Document passage:
-.-.-

It wouldn’t get easier the week after with a trip to the San Siro to take on AC Milan but drew that match and then did away with Lazio needing only a draw in the final game away to Atalanta to take out a shock league title. Verona were down 1-0 at half time but managed to rally and after equalising early in the second half through Elkjaer they parked the bus and desperately held on for another agonizing 40 minutes to win the league title; the first to go outside of Milan, Rome or Turin in almost 20 years. This was all done playing only 16 players all season with a squad that were more than tightly knit.

Hellas Verona thought this would mean they would be with the big boys in the years to come but sadly finished mid table the year after as the squad were sold or they retired. Players won titles with other sides (including Sampdoria in what was another shock title win in 1991) but Verona have since bounced between divisions going as low as Serie C1 when the club went bankrupt. They were relegated from Serie A again just 48 hours ago and are a club that seem to be happy to live through interesting times.

‘A Season in Verona’ by Tom Parks is an excellent book on the club and their fans in the 1999/2000 season.

 

 

VFL WOLFSBURG (2009 German Champions)

Clubs do manage to win league titles in between the domination by different Bayern Munich sides. Dortmund has always been one to be consistently up there with a chance but no one expected a team like Wolfsburg to ever be consistent enough to finish in the top places let alone on top of the actual table.

-.-.-

Available data:

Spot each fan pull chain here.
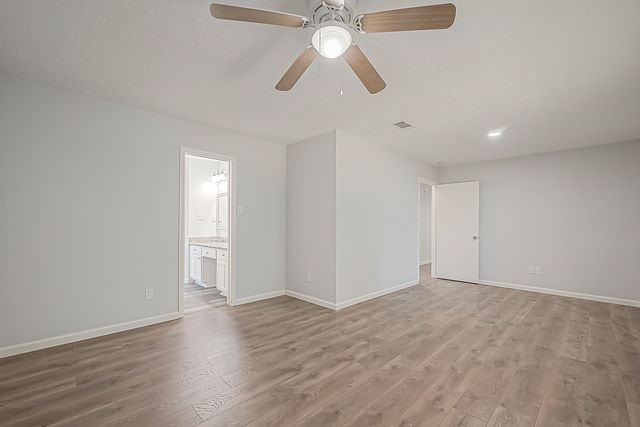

-.-.-

Actions to take:
**A)** According to the passage on surprise league champions, who scored Verona's equalizer in the final game against Atalanta?
**B)** Write out the part of the passage on surprise league champions that begins with the words containing "Hellas Verona thought" and ends with "through interesting times.".

Results in order:
**A)** Elkjaer

**B)**
Hellas Verona thought this would mean they would be with the big boys in the years to come but sadly finished mid table the year after as the squad were sold or they retired. Players won titles with other sides (including Sampdoria in what was another shock title win in 1991) but Verona have since bounced between divisions going as low as Serie C1 when the club went bankrupt. They were relegated from Serie A again just 48 hours ago and are a club that seem to be happy to live through interesting times.